Point localization data:

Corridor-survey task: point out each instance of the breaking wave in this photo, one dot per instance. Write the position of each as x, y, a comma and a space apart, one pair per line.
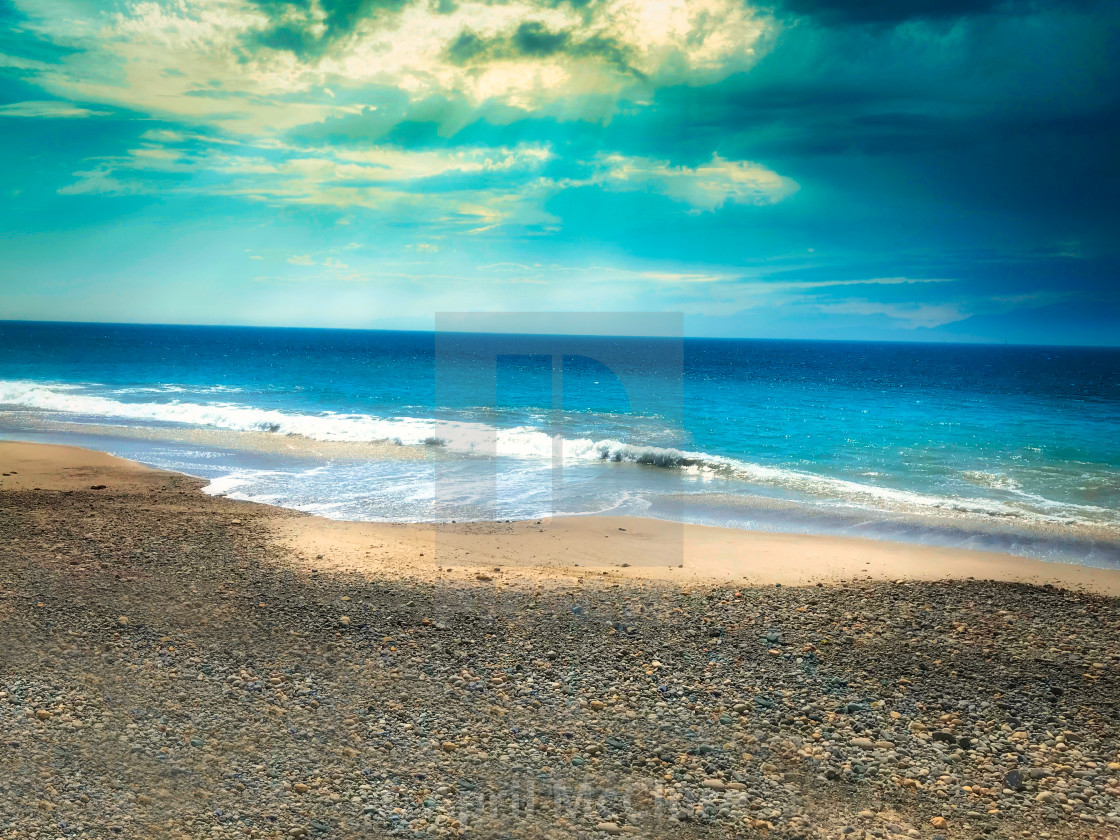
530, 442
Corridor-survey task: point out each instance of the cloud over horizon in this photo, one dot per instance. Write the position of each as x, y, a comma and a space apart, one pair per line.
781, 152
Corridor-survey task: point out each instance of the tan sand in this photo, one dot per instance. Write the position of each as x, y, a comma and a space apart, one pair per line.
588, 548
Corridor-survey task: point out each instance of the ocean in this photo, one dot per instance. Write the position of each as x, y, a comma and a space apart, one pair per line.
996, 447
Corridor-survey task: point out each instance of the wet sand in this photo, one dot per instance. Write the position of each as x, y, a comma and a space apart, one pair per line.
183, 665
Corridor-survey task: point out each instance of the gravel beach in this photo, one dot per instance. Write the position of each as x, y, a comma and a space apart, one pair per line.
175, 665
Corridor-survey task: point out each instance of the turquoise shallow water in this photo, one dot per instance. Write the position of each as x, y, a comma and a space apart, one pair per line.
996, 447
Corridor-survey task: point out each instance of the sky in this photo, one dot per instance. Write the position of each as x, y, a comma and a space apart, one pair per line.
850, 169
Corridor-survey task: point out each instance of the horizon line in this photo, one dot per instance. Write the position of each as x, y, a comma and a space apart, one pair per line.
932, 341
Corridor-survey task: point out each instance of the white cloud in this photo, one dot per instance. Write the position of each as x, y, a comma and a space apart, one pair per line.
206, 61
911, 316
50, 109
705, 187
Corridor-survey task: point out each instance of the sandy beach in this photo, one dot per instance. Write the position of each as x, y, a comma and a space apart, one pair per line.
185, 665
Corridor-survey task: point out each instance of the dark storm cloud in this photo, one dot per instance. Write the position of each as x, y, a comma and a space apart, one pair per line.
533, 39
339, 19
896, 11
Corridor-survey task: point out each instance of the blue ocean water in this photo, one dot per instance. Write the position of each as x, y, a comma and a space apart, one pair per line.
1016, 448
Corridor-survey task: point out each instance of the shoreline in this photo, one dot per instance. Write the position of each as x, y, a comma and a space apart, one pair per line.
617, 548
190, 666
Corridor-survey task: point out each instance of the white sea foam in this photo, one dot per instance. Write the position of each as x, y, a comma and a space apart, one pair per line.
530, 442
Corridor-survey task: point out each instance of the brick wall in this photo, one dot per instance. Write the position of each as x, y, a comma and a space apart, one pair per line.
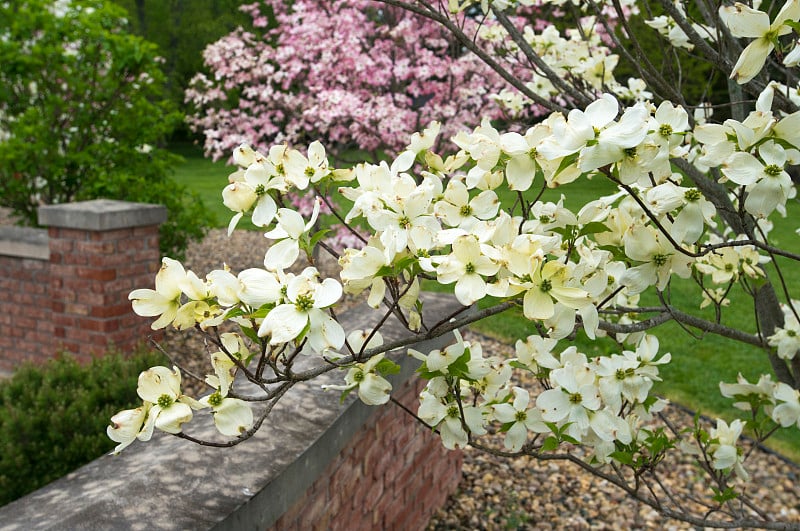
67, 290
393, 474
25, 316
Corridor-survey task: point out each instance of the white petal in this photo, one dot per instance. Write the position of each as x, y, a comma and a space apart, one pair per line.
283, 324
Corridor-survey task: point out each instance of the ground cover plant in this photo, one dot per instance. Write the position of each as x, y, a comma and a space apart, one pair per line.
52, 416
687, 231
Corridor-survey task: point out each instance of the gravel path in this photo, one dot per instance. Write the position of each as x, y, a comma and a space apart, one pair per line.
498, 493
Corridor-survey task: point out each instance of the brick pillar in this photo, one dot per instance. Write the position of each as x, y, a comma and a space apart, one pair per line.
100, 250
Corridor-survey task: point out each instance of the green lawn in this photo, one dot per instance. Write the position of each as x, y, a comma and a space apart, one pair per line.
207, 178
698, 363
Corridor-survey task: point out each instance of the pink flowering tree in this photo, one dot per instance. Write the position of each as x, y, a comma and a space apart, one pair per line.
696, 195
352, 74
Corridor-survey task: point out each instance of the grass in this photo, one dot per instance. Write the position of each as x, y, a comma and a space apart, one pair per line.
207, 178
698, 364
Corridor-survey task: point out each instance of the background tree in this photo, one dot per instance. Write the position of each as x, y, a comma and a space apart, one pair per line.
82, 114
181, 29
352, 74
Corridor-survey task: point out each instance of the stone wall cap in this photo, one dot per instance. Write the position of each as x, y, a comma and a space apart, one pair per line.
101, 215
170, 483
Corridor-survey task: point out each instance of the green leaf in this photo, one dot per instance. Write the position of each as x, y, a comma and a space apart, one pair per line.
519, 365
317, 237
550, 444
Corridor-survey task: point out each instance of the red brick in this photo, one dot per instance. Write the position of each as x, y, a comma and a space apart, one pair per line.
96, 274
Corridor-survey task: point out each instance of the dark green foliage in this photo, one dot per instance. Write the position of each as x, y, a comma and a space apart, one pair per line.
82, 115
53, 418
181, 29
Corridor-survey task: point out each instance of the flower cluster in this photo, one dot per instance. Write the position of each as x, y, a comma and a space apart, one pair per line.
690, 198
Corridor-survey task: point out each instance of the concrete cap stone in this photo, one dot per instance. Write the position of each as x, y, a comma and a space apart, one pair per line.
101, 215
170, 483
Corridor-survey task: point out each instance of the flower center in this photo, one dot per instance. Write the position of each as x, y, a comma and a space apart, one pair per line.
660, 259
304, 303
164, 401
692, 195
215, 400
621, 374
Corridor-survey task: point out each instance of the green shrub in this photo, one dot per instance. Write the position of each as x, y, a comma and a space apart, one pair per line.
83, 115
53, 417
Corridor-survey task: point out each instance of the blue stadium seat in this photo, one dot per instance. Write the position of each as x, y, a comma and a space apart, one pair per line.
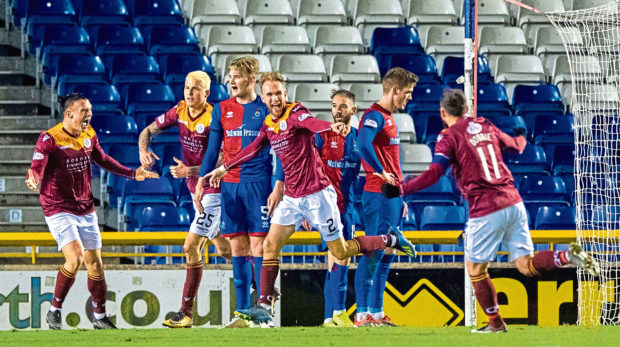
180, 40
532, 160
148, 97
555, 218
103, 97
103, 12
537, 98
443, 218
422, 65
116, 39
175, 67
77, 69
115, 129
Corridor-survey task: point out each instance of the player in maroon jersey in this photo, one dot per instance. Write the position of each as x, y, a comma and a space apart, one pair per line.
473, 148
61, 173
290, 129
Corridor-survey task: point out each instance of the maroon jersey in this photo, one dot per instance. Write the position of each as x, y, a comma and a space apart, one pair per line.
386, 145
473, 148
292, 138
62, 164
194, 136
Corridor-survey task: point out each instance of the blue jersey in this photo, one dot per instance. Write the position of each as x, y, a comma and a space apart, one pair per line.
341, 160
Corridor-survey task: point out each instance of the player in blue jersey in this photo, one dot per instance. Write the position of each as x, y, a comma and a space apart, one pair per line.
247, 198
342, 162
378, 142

==

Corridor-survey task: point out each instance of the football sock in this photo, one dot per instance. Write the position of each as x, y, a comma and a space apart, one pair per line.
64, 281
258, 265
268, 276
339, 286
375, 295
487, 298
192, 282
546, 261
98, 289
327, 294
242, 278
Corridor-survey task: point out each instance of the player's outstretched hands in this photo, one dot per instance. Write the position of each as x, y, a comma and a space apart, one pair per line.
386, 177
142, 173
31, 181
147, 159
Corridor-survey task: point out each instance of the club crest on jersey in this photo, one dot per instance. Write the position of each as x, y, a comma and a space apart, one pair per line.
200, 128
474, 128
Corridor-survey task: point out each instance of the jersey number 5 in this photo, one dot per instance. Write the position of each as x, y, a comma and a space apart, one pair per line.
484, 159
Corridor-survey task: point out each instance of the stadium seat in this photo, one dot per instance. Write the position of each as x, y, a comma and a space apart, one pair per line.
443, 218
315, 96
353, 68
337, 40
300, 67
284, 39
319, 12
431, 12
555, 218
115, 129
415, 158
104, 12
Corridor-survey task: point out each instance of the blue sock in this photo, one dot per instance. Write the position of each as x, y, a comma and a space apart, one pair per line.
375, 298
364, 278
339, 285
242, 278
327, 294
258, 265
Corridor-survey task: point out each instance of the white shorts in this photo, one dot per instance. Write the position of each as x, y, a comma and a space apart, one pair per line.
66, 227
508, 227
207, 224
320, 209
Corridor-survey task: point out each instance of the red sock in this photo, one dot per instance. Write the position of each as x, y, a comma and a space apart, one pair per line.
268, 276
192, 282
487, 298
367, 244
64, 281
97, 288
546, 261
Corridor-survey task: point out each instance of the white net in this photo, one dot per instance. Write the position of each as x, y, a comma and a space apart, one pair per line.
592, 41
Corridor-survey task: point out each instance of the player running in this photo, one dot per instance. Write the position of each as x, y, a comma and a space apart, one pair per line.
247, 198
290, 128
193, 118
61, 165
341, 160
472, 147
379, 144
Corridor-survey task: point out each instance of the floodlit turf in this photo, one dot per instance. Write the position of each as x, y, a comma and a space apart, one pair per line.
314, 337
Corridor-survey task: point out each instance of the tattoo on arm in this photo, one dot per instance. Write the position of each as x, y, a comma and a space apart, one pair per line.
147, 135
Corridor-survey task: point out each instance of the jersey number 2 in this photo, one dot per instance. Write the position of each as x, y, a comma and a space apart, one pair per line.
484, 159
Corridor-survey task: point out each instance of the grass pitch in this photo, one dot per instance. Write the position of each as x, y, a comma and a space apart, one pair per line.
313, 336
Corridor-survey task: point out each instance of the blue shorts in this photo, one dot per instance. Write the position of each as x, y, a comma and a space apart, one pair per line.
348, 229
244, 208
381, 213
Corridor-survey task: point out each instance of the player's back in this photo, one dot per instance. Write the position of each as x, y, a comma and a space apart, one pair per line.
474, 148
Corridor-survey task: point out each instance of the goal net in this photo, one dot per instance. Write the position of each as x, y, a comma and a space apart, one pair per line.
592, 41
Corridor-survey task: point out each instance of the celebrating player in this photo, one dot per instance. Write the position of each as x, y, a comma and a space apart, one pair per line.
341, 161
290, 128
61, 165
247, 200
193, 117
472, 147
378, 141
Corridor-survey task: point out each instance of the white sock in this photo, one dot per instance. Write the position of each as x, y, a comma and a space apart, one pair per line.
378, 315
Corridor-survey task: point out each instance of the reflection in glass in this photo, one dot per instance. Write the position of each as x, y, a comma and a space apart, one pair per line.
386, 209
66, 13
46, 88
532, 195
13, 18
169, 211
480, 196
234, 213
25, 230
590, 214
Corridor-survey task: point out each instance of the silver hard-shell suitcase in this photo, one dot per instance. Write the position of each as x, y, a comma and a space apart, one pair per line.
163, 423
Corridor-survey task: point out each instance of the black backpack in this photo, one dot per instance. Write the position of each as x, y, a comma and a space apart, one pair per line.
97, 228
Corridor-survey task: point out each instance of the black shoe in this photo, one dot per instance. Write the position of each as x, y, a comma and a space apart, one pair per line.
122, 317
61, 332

==

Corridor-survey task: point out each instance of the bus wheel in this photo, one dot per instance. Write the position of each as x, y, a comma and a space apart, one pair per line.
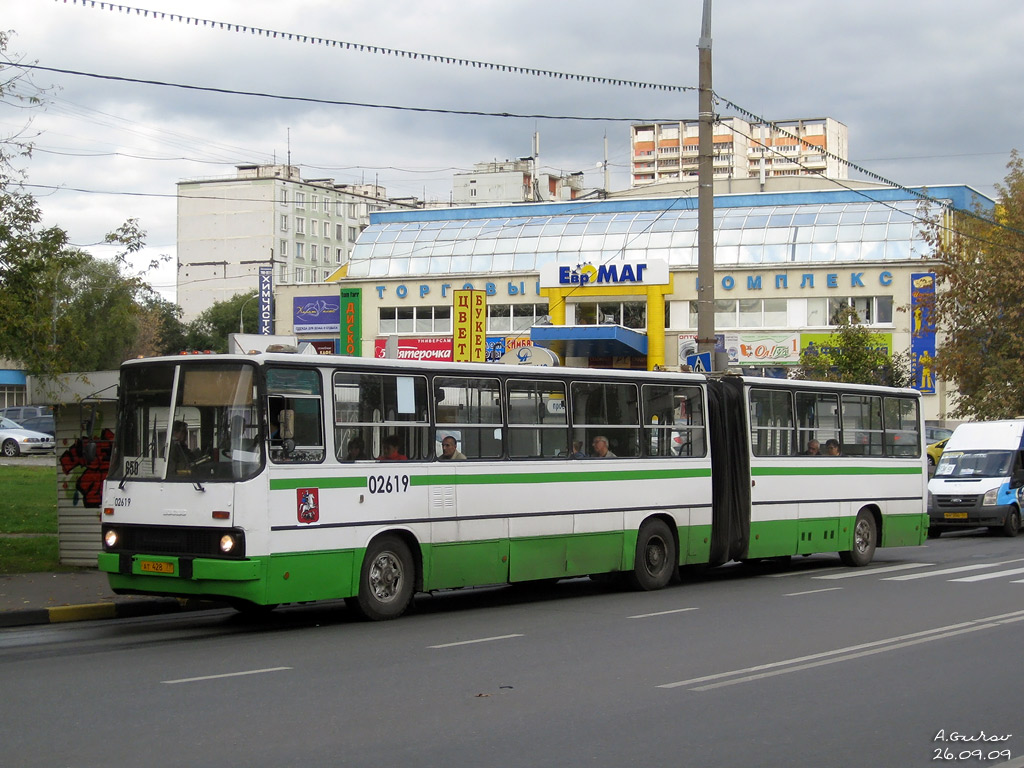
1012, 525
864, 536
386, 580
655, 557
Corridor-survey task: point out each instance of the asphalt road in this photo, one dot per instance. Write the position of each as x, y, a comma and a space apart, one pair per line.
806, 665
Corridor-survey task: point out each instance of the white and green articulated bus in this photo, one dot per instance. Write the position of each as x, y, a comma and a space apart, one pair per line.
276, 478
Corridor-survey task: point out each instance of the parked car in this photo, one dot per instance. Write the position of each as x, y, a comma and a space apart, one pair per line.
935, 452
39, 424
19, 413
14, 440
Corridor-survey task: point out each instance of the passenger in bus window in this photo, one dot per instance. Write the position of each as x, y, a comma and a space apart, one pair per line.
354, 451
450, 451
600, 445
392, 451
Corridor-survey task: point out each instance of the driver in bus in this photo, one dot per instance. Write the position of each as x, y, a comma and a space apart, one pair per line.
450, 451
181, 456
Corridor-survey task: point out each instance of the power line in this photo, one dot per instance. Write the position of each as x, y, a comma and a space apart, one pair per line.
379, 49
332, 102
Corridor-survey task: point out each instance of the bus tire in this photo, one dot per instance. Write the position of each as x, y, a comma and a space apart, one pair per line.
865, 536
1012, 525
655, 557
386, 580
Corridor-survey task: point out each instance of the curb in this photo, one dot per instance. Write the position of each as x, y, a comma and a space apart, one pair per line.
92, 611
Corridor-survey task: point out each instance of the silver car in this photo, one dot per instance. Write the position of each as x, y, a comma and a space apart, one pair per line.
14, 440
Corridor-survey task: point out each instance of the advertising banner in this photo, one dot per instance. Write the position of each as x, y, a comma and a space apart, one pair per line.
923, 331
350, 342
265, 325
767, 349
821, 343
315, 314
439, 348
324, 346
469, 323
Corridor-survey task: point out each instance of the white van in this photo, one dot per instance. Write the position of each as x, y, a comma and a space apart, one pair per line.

#### Problem to solve
In the records above, the line with "Corridor-survey task: point out each instance of the curb" marks the start and the line with "Corridor-survey task: point out each instance of the white van" marks the end; copy that stretch exactly, both lines included, and nothing else.

#### Written answer
Corridor-survey task: point out each instance of the curb in this photo, one dot per instance. Write the position of each as x, y, a comma and a space apart, one pair per line.
92, 611
Corridor-survey task: point out each instance of the silver car in this photo, one dot per instance. Write the position of each as x, y, a comma and a space apart, one pair per line.
14, 440
Corridor-survey task: point out each instance of the advertising banner in this photo, one dot per instance. Write the position of each as x, y, a comma and a space apart, one pair per line.
923, 331
350, 342
265, 325
767, 349
821, 343
315, 314
439, 348
324, 346
469, 323
Corridor-survey task: point out each instance of the white van in this photo, one dot per instance. Write the position of each as x, y, a comma and a space apart, one pair per line.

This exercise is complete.